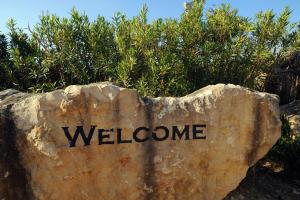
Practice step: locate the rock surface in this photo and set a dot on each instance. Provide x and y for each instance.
(199, 146)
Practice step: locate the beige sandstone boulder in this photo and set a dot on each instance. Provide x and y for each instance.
(101, 141)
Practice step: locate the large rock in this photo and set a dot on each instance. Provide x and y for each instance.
(199, 146)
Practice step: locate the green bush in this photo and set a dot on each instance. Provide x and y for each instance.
(159, 58)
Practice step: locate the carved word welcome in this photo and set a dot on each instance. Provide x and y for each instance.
(140, 134)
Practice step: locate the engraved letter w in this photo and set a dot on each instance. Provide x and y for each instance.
(79, 130)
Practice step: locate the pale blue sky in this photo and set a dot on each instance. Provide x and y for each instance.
(27, 12)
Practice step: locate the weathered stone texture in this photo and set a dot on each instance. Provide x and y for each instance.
(241, 126)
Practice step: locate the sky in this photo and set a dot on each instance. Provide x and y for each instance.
(27, 12)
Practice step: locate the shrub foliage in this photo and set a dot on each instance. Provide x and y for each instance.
(158, 58)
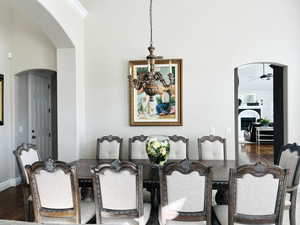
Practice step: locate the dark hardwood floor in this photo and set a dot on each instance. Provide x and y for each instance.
(253, 152)
(11, 200)
(11, 204)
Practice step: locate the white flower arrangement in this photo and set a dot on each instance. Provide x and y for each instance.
(158, 149)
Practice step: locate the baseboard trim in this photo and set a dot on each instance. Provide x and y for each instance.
(10, 183)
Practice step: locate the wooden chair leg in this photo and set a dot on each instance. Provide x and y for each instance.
(292, 210)
(26, 210)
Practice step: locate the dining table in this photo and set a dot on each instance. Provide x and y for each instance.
(220, 177)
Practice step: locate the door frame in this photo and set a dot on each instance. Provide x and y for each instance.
(284, 95)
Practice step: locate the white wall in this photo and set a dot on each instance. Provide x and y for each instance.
(5, 131)
(212, 37)
(30, 49)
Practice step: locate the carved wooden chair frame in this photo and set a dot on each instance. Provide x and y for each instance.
(141, 138)
(212, 138)
(118, 166)
(293, 190)
(25, 185)
(109, 138)
(187, 167)
(51, 167)
(185, 140)
(258, 170)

◇ ◇ ◇ ◇ ◇

WHAT IS ASKED >> Rewrite every entry above, replacing "set a dot" with "place a marker" and keeping everything else unchanged. Omit the pictures.

EXPECTED ANSWER >>
Practice step: locate the rock surface in this photo and place a marker on each instance. Provide x and y for each instance.
(199, 146)
Practice step: locate the beige sandstone boulder in this photo and place a marker on each instance. Provide x and y for each instance.
(101, 141)
Practice step: locate the large rock in this photo and place a marker on each instance. Provide x and y for each instance.
(199, 146)
Practice step: locate the green bush in this photo and place a marker on each instance. Provide x and y for each instance.
(159, 58)
Practice step: locate the carved word welcome in this photo and place a marker on each instance. Provide x and y for each instance.
(140, 134)
Practice step: locate the engraved letter w in this photo and place a marker on each instance. Provide x and y for each instance.
(79, 130)
Practice step: locate the pale blue sky in this photo and place a marker on each instance. Provide x and y for each instance.
(27, 12)
Practice step: locate the weathered stone texture in this photo and place a marker on each instance. Provide x and y for each instance.
(241, 126)
Practice step: locate the sky in this photo and place a marker on each instance. Provide x and y for each instance.
(27, 12)
Practice step: locate the shrub foliage in this photo and place a marker on each instance. Provide x and y for each instance.
(158, 58)
Practice step: locate the dark hardwood floor in this photo and place a marker on each instance. Provide x and y for each instance.
(253, 152)
(11, 200)
(11, 204)
Practice step: locate the white flower arrangement in this photo and place a marker on each instance. Provide x and y for each instance.
(158, 149)
Practice step: locate the baseboard trim in this photo and place a marker on each instance. Provide x and y for each instance.
(10, 183)
Practice step: locate the wooden chair leg in this photo and place a marker on each instance. Provide x and y for each instance.
(292, 210)
(26, 210)
Practice step: locate the dining table in this photo and place a marker on each instance. Provide x and y for each instance.
(220, 177)
Practice step: locate the door frame in this photo and place a marker on each instance. Provide x and y for each instance.
(284, 95)
Practice step: locate the white wall in this photo and place a marker on each instance. Provide x and y for each instance.
(5, 131)
(212, 37)
(30, 49)
Practice step: locate the carved wooden chair frame in this photo and place a marker on each instance. Provide x and y for each instance.
(141, 138)
(212, 138)
(118, 166)
(293, 190)
(25, 185)
(109, 138)
(187, 167)
(51, 167)
(185, 140)
(258, 170)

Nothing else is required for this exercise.